(抜粋)
• • • •

“民衆の中にこそ藝術あれ”
これは、ドイツの詩人ヨハン・ヴォルフガング・フォン・ゲーテ(Johann Wolfgang von Goethe)が残した言葉です。
童は見たり 野なかの薔薇…
日本でも、近藤朔風(こんどうさくふう)の訳詞でお馴染みの歌曲『野ばら』(Heidenröslein)。
一般的に認知されているのは、著名なシューベルト(Schubert, Franz Peter)とウェルナー(Werner,Heinrich)のものですが、実は文献上154曲存在すると言われています。
たった一つの詩ですが、その解釈は様々で、一つとして同じ楽曲はありません。
そこに『野ばら』の面白さがあるのです。

• • • •

(提供エントリ)
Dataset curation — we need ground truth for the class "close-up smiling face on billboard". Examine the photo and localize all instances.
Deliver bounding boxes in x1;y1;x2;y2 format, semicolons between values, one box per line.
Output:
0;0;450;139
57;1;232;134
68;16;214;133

• • • •

(課題 1)
次の(a)〜(c)が『野ばら』についての抜粋の内容と合うかどうかを、それぞれ「はい」か「いいえ」で答えてください。判断の根拠となる抜粋中の語句もそのまま引用してください。
(a) 日本で親しまれている『野ばら』の訳詞は、近藤朔風によるものである。
(b) 『野ばら』の楽曲は、文献上154曲存在すると言われている。
(c) 『野ばら』の楽曲は、どれも同じ解釈にもとづいて作られている。
(課題 2) 『野ばら』についての抜粋に名前が出てくる人物を、一人残らず挙げてください。
(課題 3) 『野ばら』についての抜粋の続きを、最後の文の後から書いてください。

(解答 1)
(a) はい。「近藤朔風(こんどうさくふう)の訳詞でお馴染みの歌曲『野ばら』」
(b) はい。「実は文献上154曲存在すると言われています」
(c) いいえ。「その解釈は様々で、一つとして同じ楽曲はありません」

(解答 2)
ヨハン・ヴォルフガング・フォン・ゲーテ
近藤朔風
シューベルト
ウェルナー

(解答 3)
2016年3月現在、収集済みの『野ばら』は全9ヶ国語(アルメニア語/オランダ語/スウェーデン語/デンマーク語/ドイツ語/フランス語/ポーランド語/英語/日本語)が用いられています。
さらに、その作曲家が生きた年代も様々であり、ゲーテが生きた1770年代から現代に至るまで、幅広く長期に渡っています。
時代も国境も越え、普遍的に愛され続ける『野ばら』。
まさに、ゲーテが求めていた世界観そのものではないでしょうか?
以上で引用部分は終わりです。